> [Problem]
Could the whole of the data below be written out verbatim?

· · · · · · ·

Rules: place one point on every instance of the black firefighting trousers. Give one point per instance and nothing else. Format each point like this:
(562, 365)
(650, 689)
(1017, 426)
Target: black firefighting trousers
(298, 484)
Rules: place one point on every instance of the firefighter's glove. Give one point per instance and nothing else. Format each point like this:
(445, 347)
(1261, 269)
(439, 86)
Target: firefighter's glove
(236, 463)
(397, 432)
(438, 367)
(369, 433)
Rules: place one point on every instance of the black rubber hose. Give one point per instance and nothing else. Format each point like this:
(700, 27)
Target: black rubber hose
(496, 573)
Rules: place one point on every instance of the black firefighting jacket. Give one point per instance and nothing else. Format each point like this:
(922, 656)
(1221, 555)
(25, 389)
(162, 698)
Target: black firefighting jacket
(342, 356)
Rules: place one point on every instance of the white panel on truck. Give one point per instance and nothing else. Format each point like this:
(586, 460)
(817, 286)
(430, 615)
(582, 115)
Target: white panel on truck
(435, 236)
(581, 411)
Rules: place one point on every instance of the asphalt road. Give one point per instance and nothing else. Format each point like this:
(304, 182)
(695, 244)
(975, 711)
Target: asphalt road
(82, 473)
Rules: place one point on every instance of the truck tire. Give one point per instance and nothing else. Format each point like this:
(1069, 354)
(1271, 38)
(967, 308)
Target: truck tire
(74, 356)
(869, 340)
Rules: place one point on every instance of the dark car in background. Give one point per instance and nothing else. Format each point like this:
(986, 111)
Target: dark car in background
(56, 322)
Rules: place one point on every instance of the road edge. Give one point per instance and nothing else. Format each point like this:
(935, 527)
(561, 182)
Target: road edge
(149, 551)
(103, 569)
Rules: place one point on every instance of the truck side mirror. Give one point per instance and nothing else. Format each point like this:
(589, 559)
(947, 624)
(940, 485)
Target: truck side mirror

· · · · · · ·

> [Task result]
Rules: place one point on every instance of the black firefighting trousers. Give one point per instance and nothing else. Format each point like this:
(562, 365)
(650, 689)
(1017, 426)
Target: black firefighting trousers
(298, 484)
Rules: place one point on every instance of the firefighter's glove. Give one point per instance and nothing else. Format each point like this:
(445, 347)
(1261, 269)
(439, 86)
Target: firefighter's glove
(236, 463)
(397, 432)
(438, 367)
(369, 433)
Rules: place one point on every instance of the black rubber hose. Give one point per instance and nothing else. Format each point like this:
(700, 27)
Target: black rubber hose
(496, 573)
Rules: place one point on every instance of the black firefighting jacket. Give one point per instance and nothing else. Format each point like this:
(922, 656)
(1221, 555)
(25, 389)
(162, 698)
Target: black firefighting jacket
(342, 356)
Rules: place one point on every instance of the white panel on truck. Give one point per instance and nothing else. Format each point like this:
(586, 460)
(817, 286)
(430, 615)
(582, 115)
Target: white panel on truck
(435, 236)
(581, 411)
Rules: place one point on every instance of the asphalt road. Give one point per instance and nothing else. Format each point like this:
(304, 182)
(695, 244)
(975, 711)
Target: asphalt road
(82, 473)
Rules: place one point on every instance of the truck tire. Give one point per instance and nothing else. Format each point like this:
(1069, 354)
(1271, 38)
(967, 308)
Target: truck tire
(74, 356)
(869, 340)
Rules: place one point on every instance of the dark car in background. Give one point per instance and nothing else. Format each point like this:
(986, 111)
Target: dark car in background
(56, 322)
Rules: place one point on every instance of the road edge. Give one point per instance and nothing else. Format each point like this:
(935, 527)
(561, 182)
Target: road edge
(149, 551)
(103, 569)
Rules: place one point on every instance of the truck side mirror. Give one point per instance and nothing else. Format each point like this:
(589, 559)
(947, 624)
(940, 485)
Target: truck side mirror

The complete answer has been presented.